## Extracted entries
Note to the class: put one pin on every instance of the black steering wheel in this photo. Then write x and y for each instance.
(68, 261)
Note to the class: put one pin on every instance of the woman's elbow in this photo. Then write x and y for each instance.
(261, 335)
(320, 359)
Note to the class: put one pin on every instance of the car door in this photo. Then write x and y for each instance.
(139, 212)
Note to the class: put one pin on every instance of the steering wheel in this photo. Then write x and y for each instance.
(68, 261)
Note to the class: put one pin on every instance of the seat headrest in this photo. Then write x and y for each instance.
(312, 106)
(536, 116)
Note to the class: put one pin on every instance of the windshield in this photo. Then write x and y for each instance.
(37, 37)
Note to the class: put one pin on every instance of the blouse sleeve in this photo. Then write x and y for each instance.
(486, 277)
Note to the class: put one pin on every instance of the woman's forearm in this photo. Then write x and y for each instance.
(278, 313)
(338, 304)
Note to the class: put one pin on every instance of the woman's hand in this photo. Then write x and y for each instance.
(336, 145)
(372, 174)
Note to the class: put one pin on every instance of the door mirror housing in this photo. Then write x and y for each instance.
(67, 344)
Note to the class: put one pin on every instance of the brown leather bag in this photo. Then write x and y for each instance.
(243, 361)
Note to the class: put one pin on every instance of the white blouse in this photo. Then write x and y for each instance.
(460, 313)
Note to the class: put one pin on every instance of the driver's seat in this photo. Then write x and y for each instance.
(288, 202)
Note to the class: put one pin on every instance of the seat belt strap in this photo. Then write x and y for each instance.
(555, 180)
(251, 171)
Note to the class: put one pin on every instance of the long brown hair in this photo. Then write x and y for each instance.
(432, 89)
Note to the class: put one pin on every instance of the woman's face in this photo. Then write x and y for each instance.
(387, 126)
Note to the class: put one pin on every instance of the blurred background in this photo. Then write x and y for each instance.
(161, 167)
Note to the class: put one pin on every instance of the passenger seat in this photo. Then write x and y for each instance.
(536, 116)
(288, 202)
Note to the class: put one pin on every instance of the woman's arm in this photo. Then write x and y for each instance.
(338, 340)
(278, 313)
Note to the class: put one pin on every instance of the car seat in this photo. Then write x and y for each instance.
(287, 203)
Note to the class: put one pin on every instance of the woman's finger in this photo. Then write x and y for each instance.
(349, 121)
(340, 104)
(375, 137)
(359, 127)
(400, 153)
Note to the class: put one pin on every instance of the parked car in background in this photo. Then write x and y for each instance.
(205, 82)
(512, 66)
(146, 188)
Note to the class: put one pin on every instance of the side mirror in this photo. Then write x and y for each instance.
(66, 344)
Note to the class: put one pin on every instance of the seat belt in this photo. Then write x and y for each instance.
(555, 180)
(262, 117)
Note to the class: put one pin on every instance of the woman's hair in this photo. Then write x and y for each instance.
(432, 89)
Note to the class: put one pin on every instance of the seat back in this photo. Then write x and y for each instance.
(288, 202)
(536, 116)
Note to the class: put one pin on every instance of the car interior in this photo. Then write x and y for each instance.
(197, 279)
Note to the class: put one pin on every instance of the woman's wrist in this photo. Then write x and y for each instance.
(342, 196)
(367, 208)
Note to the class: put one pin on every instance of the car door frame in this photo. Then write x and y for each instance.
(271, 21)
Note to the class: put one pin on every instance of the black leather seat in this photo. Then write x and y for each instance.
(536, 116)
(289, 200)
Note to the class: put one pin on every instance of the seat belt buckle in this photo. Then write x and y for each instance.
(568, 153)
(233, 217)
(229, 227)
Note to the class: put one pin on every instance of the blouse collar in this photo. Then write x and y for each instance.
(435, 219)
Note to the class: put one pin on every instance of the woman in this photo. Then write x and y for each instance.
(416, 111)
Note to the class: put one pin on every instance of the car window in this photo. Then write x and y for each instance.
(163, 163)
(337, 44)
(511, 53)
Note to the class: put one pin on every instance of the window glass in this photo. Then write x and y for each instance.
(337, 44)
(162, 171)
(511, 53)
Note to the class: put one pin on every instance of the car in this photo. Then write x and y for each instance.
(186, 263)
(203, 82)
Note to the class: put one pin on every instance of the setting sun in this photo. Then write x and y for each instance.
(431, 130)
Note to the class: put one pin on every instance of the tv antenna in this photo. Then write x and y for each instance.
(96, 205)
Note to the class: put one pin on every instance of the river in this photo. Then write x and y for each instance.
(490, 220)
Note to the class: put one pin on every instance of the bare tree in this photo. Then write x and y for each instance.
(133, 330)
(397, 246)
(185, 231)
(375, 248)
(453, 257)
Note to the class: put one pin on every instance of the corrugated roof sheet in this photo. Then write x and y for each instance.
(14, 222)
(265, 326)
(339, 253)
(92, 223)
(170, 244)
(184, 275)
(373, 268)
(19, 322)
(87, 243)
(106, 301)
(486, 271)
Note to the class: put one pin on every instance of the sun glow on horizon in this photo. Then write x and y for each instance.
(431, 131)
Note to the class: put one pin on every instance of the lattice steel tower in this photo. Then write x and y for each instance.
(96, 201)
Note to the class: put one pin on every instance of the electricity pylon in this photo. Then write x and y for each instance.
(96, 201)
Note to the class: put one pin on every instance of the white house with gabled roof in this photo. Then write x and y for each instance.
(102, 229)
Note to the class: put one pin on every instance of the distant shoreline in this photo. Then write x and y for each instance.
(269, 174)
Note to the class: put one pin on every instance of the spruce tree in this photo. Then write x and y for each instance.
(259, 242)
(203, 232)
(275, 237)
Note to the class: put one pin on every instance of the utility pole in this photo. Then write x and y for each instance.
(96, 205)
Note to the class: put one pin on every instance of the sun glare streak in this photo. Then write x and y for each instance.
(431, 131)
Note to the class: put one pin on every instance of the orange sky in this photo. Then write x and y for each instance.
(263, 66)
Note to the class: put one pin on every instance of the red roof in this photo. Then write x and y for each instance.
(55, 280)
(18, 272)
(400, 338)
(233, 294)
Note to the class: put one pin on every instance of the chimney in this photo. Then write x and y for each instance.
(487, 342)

## Instruction
Starting with the line that contains "of the electricity" and going on through the last of the lines above, write those lines out again, requests included, and multiply every coordinate in the answers by 0.6, rounding to whole numbers with halves rounded up.

## Finished task
Note to the class: put one pin on every instance of the electricity pylon in this photo. Then write x and y for each instance.
(58, 121)
Note to the class: put one pin on every instance of the white house with gabled roof in this photo. Then write x and y for each instance.
(61, 137)
Note to the class: put one pin on every instance of the distant shoreline in this photo. Then write x and y for each instance.
(161, 104)
Note to the class: put one pin on every instance of the spruce tree in this photo. Then write x and y for each instance.
(155, 145)
(122, 139)
(165, 142)
Note to the class: put one pin on every instance of the utility pole in this photo. Then write x and y for each instance.
(58, 123)
Note to the class: put one pin on every instance of the sun glare streak in this photo. Then write x and y for each instance.
(259, 79)
Note to the class: put one pin on every instance of the orange sky in this photo. Then write x and y for each instance.
(158, 40)
Note to the class: put one pin on every instance of the red roof in this photo. Then write x and y for each instance.
(33, 168)
(11, 163)
(240, 203)
(140, 176)
Note to the class: put one pin on every instance of the chimney in this photo. Then write x and y for each instance.
(292, 205)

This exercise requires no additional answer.